**Task goal**
Put the rows below, from the line holding "Task: Where can the stadium" through the line holding "209], [339, 198]]", inclusive, into a two-column CSV with the columns request and answer. Give one CSV line per row, with the request text and its answer each in one quoted field and any line breaks turned into spaces.

**Records for this task**
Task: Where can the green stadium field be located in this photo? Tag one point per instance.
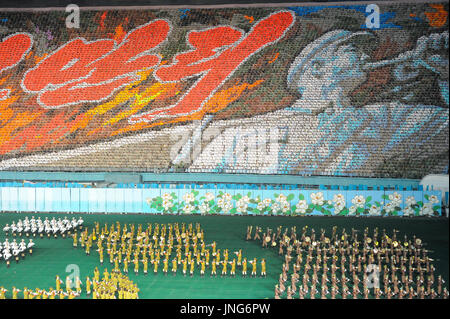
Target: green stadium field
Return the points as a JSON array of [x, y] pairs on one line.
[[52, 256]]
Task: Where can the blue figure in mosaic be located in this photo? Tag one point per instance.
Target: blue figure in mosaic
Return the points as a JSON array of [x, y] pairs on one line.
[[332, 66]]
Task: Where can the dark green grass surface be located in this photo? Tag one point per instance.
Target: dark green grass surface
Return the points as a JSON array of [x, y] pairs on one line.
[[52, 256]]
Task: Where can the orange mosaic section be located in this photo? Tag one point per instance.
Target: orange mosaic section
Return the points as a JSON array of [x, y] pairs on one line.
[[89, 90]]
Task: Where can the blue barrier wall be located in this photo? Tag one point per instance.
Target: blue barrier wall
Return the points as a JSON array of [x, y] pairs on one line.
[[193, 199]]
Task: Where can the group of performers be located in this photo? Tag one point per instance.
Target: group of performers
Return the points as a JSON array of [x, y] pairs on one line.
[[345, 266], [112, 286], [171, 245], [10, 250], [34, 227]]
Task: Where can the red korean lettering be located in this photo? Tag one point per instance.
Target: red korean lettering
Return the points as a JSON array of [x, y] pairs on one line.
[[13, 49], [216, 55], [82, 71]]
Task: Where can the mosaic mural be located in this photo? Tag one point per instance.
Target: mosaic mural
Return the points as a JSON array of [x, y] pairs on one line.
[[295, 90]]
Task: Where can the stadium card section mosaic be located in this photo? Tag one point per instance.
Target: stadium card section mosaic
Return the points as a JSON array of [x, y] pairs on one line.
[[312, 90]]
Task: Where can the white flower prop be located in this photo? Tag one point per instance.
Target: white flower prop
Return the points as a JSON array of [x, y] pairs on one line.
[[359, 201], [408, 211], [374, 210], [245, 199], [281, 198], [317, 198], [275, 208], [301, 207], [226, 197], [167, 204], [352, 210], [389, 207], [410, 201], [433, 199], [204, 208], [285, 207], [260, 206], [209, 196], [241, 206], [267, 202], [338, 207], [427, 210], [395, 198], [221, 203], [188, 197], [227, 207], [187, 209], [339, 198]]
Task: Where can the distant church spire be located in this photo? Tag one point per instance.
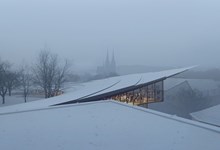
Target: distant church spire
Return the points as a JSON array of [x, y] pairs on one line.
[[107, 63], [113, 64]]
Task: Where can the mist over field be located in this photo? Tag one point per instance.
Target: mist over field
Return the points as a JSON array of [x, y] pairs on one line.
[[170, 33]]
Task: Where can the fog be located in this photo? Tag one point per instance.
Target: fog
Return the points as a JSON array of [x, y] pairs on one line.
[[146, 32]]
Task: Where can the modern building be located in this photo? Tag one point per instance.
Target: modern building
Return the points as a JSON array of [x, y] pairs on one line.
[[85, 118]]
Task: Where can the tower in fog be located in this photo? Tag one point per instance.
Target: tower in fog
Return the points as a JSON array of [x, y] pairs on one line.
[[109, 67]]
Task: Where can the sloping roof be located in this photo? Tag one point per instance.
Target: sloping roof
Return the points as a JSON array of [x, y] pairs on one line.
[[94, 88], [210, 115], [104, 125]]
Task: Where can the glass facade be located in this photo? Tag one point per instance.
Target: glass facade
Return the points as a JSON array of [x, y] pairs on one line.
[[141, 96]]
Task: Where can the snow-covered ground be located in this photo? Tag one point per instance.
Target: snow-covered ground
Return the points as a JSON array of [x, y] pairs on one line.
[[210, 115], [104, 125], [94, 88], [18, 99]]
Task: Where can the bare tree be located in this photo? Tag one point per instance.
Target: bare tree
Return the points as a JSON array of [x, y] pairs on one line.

**Result of the exercise**
request,answer
"Task: Where can the stadium card section mosaic be located in this photo? Tag one point per instance. Target: stadium card section mosaic Return the points as a JSON array of [x, y] pairs on one line.","[[312, 90]]"
"Task: Where can the white flower prop be located in this photo? Tag one point per instance. Target: white flower prop Return the points as a JSON array of [x, y] pairs on one line.","[[359, 201], [408, 211], [374, 210], [245, 199], [281, 198], [317, 198], [275, 208], [301, 207], [226, 197], [167, 204], [352, 210], [389, 207], [410, 201], [433, 199], [204, 208], [285, 207], [260, 206], [209, 196], [241, 206], [267, 202], [338, 207], [427, 210], [395, 198], [221, 203], [188, 197], [227, 207], [187, 209], [339, 198]]"